Exercise instructions - In the excerpt below about Kurt Busch joining 23XI Racing, on what date did Hamlin place the call to David Wilson that started the path toward the team?
* Begin Excerpt *
Who better to bring on board than a former Cup champion with more than 30 career wins, and the experience accumulated from racing for six teams and three manufacturers in Cup over the last 20 years?

“There was only one driver we talked about, and that was Kurt,” Hamlin said. “I noticed that our skill set is very, very similar. We’re good at the same type of tracks. I’ve always respected them. And that’s why I talked to him and said ‘This might be a possibility, what do you think? Forget everything else. Are you available? I want you.’ So I believe in his skill behind the wheel and also believe in his leadership inside of four walls.”

What all is in store for the 43-year-old Busch at 23XI Racing and Toyota?

Busch confirmed Saturday his agreement with the team is a multi-year deal. The 2004 Cup champion is setting himself up to be entrenched with the organization. But the “right role” for him is something he has “yet to define.”

“Toyota has asked me to do certain things with driver development,” Busch said. “Monster Energy has always asked ‘who were the next guys and girls that we need to keep an eye on?’ And then from the driver’s side of it … I feel like I have a PhD from the driving side.”

Busch later expounded on what the development role could look like.

“I want to be part of that for the young guys coming in,” Busch said. “There’s a ton of dirt racers, there’s a ton of different road course guys. And it takes a while to get used to these oval cars to get used to the trends with the setups, something I can do to help speed up the process. Because Toyota believes in me as a veteran to come and start this new team. I’ll find that role with Toyota.”

For Toyota Racing Development President David Wilson, the move to bring Busch on board feels “almost serendipitous,” with the path toward it starting with a call from Hamlin on July 8, 2020 that opened the floodgates for what would become 23XI Racing.

“He calls me and just kind of wants to talk about his future and some thoughts that he’s having,” Wilson said. “And I was really impressed by that maturity and just the conversation we had and that’s what set it off. …

“Kurt and I have become friends over the years, and seemingly kind of circling, circling the drain towards something really special. …

“It’s just a special confluence of circumstances that makes me smile.”
* End Excerpt *
* Begin Dataset excerpts *
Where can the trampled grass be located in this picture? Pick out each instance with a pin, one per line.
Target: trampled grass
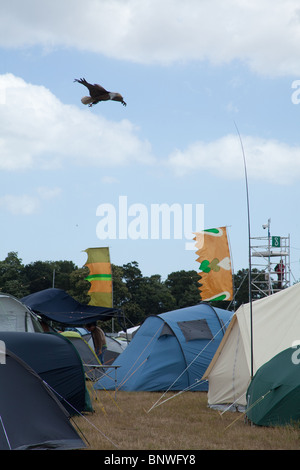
(183, 422)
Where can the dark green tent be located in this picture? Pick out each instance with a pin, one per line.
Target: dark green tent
(56, 361)
(31, 417)
(273, 394)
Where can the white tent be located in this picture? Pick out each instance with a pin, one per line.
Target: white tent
(276, 326)
(15, 316)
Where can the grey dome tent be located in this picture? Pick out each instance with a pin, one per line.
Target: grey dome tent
(56, 361)
(273, 394)
(170, 351)
(31, 417)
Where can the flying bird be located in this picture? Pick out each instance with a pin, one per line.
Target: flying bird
(98, 93)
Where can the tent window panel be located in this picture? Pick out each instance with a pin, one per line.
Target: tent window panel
(195, 329)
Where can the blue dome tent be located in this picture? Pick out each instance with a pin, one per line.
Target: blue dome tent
(170, 351)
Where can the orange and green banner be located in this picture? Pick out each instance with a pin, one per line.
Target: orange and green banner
(100, 277)
(215, 264)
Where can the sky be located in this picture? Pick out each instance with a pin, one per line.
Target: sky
(213, 108)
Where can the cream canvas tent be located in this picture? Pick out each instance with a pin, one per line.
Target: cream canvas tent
(276, 326)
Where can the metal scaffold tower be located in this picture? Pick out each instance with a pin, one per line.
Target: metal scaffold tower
(270, 260)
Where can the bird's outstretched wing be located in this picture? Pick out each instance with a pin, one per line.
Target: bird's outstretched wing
(95, 90)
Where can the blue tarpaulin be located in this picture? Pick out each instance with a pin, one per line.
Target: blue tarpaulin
(57, 305)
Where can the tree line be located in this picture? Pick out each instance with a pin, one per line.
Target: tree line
(138, 296)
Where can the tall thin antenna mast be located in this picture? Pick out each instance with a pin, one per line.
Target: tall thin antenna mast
(249, 249)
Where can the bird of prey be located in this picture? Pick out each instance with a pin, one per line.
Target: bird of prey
(98, 93)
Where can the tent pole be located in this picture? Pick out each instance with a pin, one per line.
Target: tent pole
(249, 254)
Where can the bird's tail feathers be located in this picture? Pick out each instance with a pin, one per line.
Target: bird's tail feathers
(86, 100)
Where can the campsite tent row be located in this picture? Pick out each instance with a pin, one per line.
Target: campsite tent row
(170, 351)
(43, 383)
(275, 328)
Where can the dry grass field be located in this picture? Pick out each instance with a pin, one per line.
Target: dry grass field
(183, 422)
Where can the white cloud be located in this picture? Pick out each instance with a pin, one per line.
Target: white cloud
(19, 205)
(267, 160)
(38, 131)
(26, 204)
(262, 33)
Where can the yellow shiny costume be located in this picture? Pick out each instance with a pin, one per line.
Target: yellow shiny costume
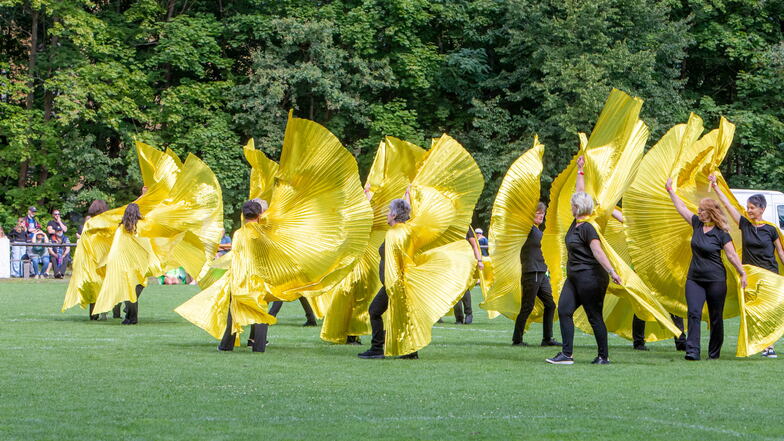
(345, 308)
(428, 262)
(181, 225)
(158, 169)
(317, 226)
(660, 240)
(612, 155)
(510, 223)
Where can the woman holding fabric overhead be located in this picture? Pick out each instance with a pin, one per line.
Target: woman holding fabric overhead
(760, 240)
(707, 278)
(587, 270)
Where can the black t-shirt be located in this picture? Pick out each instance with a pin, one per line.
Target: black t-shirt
(706, 265)
(578, 246)
(758, 245)
(531, 254)
(382, 253)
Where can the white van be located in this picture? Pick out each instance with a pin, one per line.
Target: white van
(774, 212)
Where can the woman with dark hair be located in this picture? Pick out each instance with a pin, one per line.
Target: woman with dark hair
(588, 273)
(131, 217)
(707, 278)
(760, 240)
(535, 283)
(399, 212)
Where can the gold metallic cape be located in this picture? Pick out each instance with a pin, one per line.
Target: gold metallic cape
(658, 237)
(345, 308)
(612, 155)
(510, 223)
(180, 226)
(317, 225)
(157, 168)
(428, 262)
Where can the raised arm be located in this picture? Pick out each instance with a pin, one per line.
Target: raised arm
(601, 257)
(679, 205)
(579, 185)
(729, 249)
(724, 199)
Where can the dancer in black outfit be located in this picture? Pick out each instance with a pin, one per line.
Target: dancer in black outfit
(761, 242)
(587, 269)
(535, 283)
(251, 212)
(707, 278)
(464, 313)
(399, 212)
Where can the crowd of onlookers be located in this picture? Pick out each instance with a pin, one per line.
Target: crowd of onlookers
(40, 251)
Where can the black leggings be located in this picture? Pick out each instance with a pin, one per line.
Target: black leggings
(535, 285)
(584, 288)
(697, 293)
(377, 308)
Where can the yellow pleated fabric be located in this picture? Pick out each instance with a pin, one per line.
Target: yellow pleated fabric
(311, 237)
(429, 264)
(158, 170)
(180, 226)
(510, 224)
(345, 308)
(613, 154)
(240, 289)
(658, 237)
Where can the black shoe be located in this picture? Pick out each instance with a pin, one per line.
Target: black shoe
(371, 354)
(411, 356)
(560, 358)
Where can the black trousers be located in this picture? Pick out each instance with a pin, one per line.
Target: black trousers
(377, 308)
(464, 304)
(535, 285)
(638, 331)
(585, 288)
(309, 314)
(697, 294)
(132, 308)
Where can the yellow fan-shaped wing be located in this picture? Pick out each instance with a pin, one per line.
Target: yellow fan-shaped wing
(422, 287)
(319, 219)
(510, 224)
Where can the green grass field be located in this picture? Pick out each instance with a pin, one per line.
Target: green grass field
(65, 378)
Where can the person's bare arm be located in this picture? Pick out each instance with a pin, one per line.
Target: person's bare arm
(679, 205)
(579, 185)
(601, 257)
(735, 261)
(734, 214)
(477, 253)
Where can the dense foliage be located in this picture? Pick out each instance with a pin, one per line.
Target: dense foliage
(80, 79)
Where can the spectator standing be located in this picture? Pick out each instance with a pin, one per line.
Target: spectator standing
(39, 255)
(31, 223)
(225, 244)
(59, 256)
(56, 224)
(18, 234)
(482, 241)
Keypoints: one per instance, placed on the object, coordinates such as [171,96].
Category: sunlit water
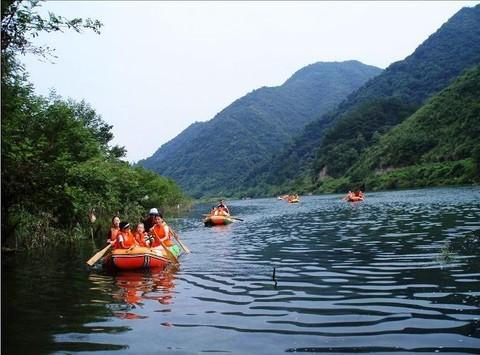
[399,272]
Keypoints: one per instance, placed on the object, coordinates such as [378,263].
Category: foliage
[212,158]
[436,145]
[21,23]
[57,162]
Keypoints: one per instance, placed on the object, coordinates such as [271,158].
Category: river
[397,273]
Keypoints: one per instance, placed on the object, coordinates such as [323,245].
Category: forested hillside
[439,144]
[330,145]
[58,165]
[210,158]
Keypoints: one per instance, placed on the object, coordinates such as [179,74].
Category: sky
[159,66]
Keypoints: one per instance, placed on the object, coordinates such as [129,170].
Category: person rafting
[160,235]
[140,235]
[125,238]
[222,206]
[150,221]
[114,229]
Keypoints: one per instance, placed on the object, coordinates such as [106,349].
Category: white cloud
[159,66]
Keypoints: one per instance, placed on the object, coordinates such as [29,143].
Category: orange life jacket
[140,238]
[128,240]
[113,233]
[160,233]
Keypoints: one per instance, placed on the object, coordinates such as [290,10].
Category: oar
[238,219]
[184,247]
[169,253]
[99,255]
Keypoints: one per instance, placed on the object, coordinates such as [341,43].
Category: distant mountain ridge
[438,144]
[209,158]
[330,145]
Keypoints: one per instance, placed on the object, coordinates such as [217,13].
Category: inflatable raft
[139,258]
[219,220]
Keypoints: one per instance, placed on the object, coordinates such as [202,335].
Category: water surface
[397,273]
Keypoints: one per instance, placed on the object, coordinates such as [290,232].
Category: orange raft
[220,220]
[137,258]
[354,198]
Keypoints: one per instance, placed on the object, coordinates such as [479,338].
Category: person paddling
[140,235]
[160,234]
[150,221]
[222,206]
[114,229]
[125,238]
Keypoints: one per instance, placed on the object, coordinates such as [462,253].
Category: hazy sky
[157,67]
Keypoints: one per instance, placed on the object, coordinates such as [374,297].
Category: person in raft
[125,238]
[140,235]
[114,229]
[150,221]
[222,206]
[160,234]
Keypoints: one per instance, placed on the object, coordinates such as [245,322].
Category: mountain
[438,144]
[330,145]
[210,158]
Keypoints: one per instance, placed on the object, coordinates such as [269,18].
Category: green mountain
[210,158]
[330,145]
[439,144]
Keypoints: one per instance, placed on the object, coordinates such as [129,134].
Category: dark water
[397,273]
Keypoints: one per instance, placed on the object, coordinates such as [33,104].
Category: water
[399,273]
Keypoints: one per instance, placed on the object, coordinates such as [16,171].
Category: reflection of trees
[136,286]
[48,295]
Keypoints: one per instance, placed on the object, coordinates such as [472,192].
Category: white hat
[153,211]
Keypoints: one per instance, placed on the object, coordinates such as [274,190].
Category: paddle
[184,247]
[172,232]
[238,219]
[98,255]
[169,253]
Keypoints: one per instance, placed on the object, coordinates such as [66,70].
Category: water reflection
[399,272]
[131,289]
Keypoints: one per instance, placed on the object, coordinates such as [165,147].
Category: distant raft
[355,196]
[217,220]
[139,258]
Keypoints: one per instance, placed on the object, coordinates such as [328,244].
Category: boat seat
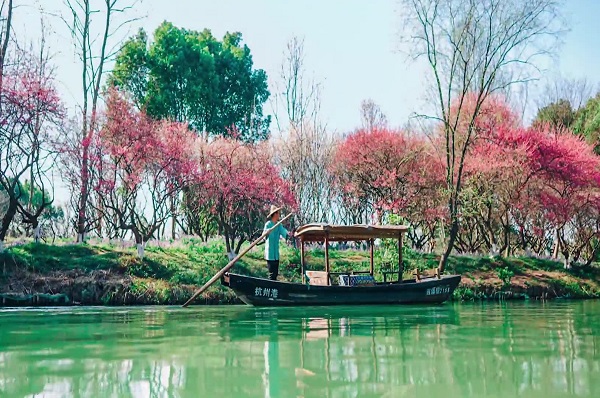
[318,278]
[418,275]
[356,280]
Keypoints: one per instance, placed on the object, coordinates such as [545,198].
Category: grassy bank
[104,274]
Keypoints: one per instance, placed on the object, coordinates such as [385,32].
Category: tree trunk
[556,245]
[8,217]
[37,232]
[452,239]
[173,218]
[81,212]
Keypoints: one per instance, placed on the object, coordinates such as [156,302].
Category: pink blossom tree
[140,164]
[237,184]
[29,105]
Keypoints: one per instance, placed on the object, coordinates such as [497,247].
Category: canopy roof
[317,232]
* End Dataset excerpts *
Answer to this task - July 8, 2020.